**Written request**
Gather every line of the listing below that contains the string "tent" and copy each one.

**Data entries**
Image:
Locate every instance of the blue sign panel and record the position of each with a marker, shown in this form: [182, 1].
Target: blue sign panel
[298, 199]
* * *
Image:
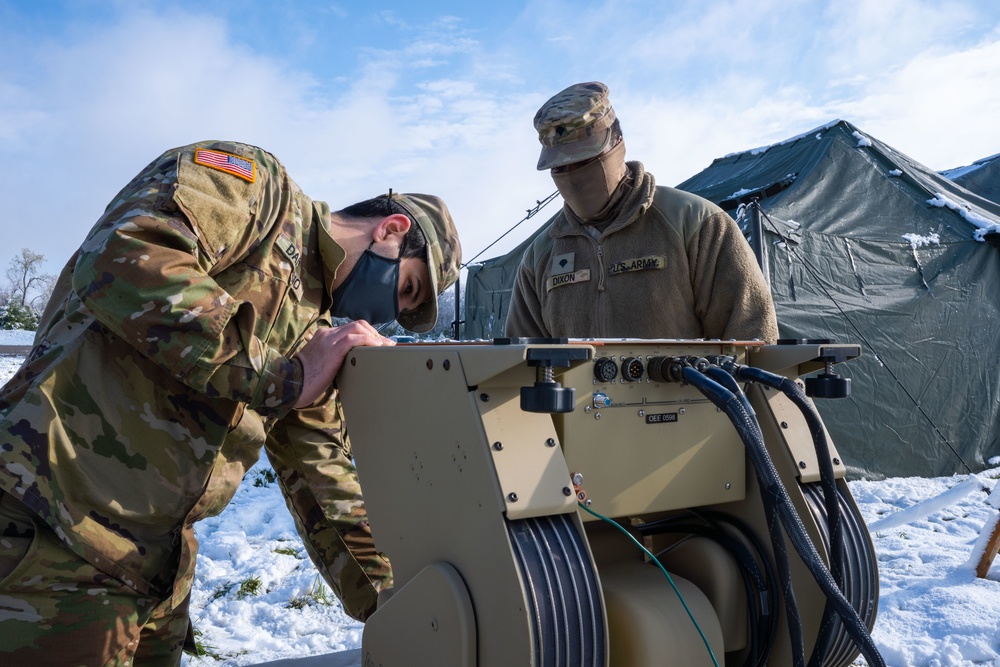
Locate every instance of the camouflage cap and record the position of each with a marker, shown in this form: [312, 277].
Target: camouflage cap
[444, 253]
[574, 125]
==
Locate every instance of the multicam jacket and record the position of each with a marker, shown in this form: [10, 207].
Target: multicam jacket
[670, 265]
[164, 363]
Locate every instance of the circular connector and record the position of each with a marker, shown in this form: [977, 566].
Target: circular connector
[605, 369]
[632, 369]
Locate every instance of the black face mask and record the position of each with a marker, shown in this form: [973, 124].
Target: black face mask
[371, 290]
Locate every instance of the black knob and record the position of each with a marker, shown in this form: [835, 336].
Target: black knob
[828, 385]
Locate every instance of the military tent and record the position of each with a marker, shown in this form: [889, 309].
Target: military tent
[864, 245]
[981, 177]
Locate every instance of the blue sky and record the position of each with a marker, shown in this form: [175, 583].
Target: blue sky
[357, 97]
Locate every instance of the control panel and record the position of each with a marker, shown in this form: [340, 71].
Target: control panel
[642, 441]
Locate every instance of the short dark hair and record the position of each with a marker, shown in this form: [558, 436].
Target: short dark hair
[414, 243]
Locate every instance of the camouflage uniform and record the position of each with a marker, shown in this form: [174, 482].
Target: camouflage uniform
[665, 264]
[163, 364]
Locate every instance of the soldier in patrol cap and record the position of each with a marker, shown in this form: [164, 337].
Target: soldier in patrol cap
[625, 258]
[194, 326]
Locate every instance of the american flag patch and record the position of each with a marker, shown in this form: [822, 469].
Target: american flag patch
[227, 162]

**Complete answer**
Locate every instance of the military tent and record the position of each with a marker, shown in this form: [889, 309].
Target: military tent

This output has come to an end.